TASK OBJECTIVE >>
Every line below should be copied exactly; drop the pictures.

DATA ENTRIES >>

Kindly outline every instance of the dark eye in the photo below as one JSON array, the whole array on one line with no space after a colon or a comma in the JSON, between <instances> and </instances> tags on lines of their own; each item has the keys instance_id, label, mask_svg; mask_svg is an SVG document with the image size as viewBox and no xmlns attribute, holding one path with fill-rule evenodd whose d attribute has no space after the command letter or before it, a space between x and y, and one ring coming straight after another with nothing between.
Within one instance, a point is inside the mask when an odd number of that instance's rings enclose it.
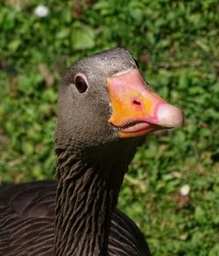
<instances>
[{"instance_id":1,"label":"dark eye","mask_svg":"<svg viewBox=\"0 0 219 256\"><path fill-rule=\"evenodd\" d=\"M74 84L75 84L77 90L80 93L86 92L86 90L88 89L88 84L85 82L85 80L83 79L83 77L81 77L81 75L76 76L74 78Z\"/></svg>"},{"instance_id":2,"label":"dark eye","mask_svg":"<svg viewBox=\"0 0 219 256\"><path fill-rule=\"evenodd\" d=\"M138 68L139 68L139 63L138 62L138 60L135 58L133 58L133 59L135 60L136 66L138 67Z\"/></svg>"}]
</instances>

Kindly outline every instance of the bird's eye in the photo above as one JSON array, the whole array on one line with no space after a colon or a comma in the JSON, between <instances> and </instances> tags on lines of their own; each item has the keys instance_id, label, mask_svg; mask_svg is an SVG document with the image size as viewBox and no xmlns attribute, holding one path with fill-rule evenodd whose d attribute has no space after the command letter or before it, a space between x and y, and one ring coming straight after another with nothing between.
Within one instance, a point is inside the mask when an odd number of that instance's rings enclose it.
<instances>
[{"instance_id":1,"label":"bird's eye","mask_svg":"<svg viewBox=\"0 0 219 256\"><path fill-rule=\"evenodd\" d=\"M136 66L138 67L138 68L139 68L139 63L138 63L138 61L135 58L133 58L133 59L135 60Z\"/></svg>"},{"instance_id":2,"label":"bird's eye","mask_svg":"<svg viewBox=\"0 0 219 256\"><path fill-rule=\"evenodd\" d=\"M86 90L88 89L88 84L87 84L85 79L81 75L77 75L74 78L74 84L75 84L77 90L80 93L86 92Z\"/></svg>"}]
</instances>

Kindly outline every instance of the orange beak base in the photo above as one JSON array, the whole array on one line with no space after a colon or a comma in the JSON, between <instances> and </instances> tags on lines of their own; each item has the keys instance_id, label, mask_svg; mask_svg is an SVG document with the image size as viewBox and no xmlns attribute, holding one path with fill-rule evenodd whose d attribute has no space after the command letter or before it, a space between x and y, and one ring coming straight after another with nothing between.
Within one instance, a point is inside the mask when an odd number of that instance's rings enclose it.
<instances>
[{"instance_id":1,"label":"orange beak base","mask_svg":"<svg viewBox=\"0 0 219 256\"><path fill-rule=\"evenodd\" d=\"M138 69L107 78L112 115L109 123L119 130L120 138L145 135L180 126L182 111L153 93Z\"/></svg>"}]
</instances>

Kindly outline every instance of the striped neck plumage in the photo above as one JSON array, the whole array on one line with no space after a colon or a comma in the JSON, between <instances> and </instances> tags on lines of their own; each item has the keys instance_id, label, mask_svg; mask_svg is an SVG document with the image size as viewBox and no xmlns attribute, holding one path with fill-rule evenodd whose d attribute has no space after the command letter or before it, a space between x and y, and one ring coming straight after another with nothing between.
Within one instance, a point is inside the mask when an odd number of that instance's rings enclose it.
<instances>
[{"instance_id":1,"label":"striped neck plumage","mask_svg":"<svg viewBox=\"0 0 219 256\"><path fill-rule=\"evenodd\" d=\"M112 211L124 177L115 172L111 177L108 168L65 151L58 154L55 256L108 254Z\"/></svg>"}]
</instances>

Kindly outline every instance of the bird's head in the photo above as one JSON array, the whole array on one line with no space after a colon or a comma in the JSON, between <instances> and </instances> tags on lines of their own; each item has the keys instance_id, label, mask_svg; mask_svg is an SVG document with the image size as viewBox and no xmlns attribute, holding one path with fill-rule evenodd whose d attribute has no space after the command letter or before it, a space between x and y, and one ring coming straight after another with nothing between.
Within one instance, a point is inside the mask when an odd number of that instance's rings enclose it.
<instances>
[{"instance_id":1,"label":"bird's head","mask_svg":"<svg viewBox=\"0 0 219 256\"><path fill-rule=\"evenodd\" d=\"M150 89L136 60L122 48L85 57L68 68L57 115L58 145L77 153L96 150L101 157L104 149L123 157L146 134L183 123L182 111Z\"/></svg>"}]
</instances>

TASK RESULT >>
Kindly outline every instance of the dark eye in the photo below as one JSON array, the whole array on one line with no space after a colon or a comma in the JSON, between <instances> and </instances> tags on lines of their own; each item has the keys instance_id, label, mask_svg; mask_svg is an SVG document with the image size as viewBox and no xmlns attribute, holding one path with fill-rule evenodd whose d attribute has no space after the command letter or before it, a space between x and y, and one ring coming straight after another with nothing between.
Within one instance, a point is inside the mask when an odd number of that instance's rings enclose it.
<instances>
[{"instance_id":1,"label":"dark eye","mask_svg":"<svg viewBox=\"0 0 219 256\"><path fill-rule=\"evenodd\" d=\"M74 84L75 84L77 90L80 93L86 92L86 90L88 89L88 84L85 82L85 80L83 79L83 77L81 77L81 75L76 76L74 78Z\"/></svg>"},{"instance_id":2,"label":"dark eye","mask_svg":"<svg viewBox=\"0 0 219 256\"><path fill-rule=\"evenodd\" d=\"M138 68L139 68L139 63L138 62L138 60L135 58L133 58L133 59L135 60L136 66L138 67Z\"/></svg>"}]
</instances>

Kindly outline every instance of the bird's eye in the photo above as one JSON array, the whole array on one line with no space after a colon or a comma in the JSON, between <instances> and </instances> tags on lines of their own; each item has the keys instance_id, label, mask_svg; mask_svg is an SVG document with the image size as viewBox and no xmlns attribute, holding one path with fill-rule evenodd whose d attribute has no space after the command letter or before it, a space between x and y, and one ring coming straight after another with nothing between.
Within one instance, a point is inside the mask when an odd number of that instance's rings enclose it.
<instances>
[{"instance_id":1,"label":"bird's eye","mask_svg":"<svg viewBox=\"0 0 219 256\"><path fill-rule=\"evenodd\" d=\"M136 66L138 67L138 68L139 68L139 63L138 63L138 61L135 58L133 58L133 59L135 60Z\"/></svg>"},{"instance_id":2,"label":"bird's eye","mask_svg":"<svg viewBox=\"0 0 219 256\"><path fill-rule=\"evenodd\" d=\"M86 90L88 89L88 84L87 84L85 79L81 75L77 75L74 78L74 84L75 84L77 90L80 93L86 92Z\"/></svg>"}]
</instances>

Kindly outline every instance of the orange beak base in the photo above as one JSON array, the whole array on one line with no space after a colon or a comma in the JSON, between <instances> and </instances> tags on lines of their own; each item has the keys instance_id, label, mask_svg; mask_svg is an SVG document with the image size as viewBox and no xmlns attribute, holding one path with fill-rule evenodd whose d attribute has no space after the command letter or before it, a space between x and y, and one ring coming straight after another with nothing between.
Within one instance, a point is inside the mask when an odd number of that instance's rings enclose it.
<instances>
[{"instance_id":1,"label":"orange beak base","mask_svg":"<svg viewBox=\"0 0 219 256\"><path fill-rule=\"evenodd\" d=\"M138 69L107 78L112 115L109 123L119 130L120 138L145 135L180 126L182 111L153 93Z\"/></svg>"}]
</instances>

Kindly outline every instance of the striped neck plumage in the photo above as one JSON array, the whole array on one line with no space after a colon or a comma in the JSON, between <instances> and </instances> tags on lines of their own; each item has the keys instance_id, label, mask_svg; mask_svg is an SVG document with the image size as viewBox and no xmlns attribute, holding one path with fill-rule evenodd whose d attribute has no space after the command letter or before it, a space between x and y, and one ring coming straight after another with nothing between.
Within one instance, a point is inside the mask when an odd number of that instance's rings enclose it.
<instances>
[{"instance_id":1,"label":"striped neck plumage","mask_svg":"<svg viewBox=\"0 0 219 256\"><path fill-rule=\"evenodd\" d=\"M112 211L124 177L115 172L111 177L108 168L65 151L58 154L55 256L108 254Z\"/></svg>"}]
</instances>

Kindly outline every instance of the bird's head in the photo above as one JSON array, the whole array on one line with no space after a colon or a comma in the JSON, between <instances> and </instances> tags on lines of their own; each item has the keys instance_id, label, mask_svg; mask_svg is an SVG document with the image size as viewBox and no xmlns attribute, holding one path with fill-rule evenodd whose d attribute has no space after the command letter or before it, a space between x and y, and one ring coming straight after another with nothing between.
Within one instance, a point is inside the mask when an odd number of that instance's rings enclose it.
<instances>
[{"instance_id":1,"label":"bird's head","mask_svg":"<svg viewBox=\"0 0 219 256\"><path fill-rule=\"evenodd\" d=\"M150 89L136 60L122 48L85 57L68 68L57 115L58 145L77 153L96 150L101 157L104 149L123 157L146 134L183 123L182 111Z\"/></svg>"}]
</instances>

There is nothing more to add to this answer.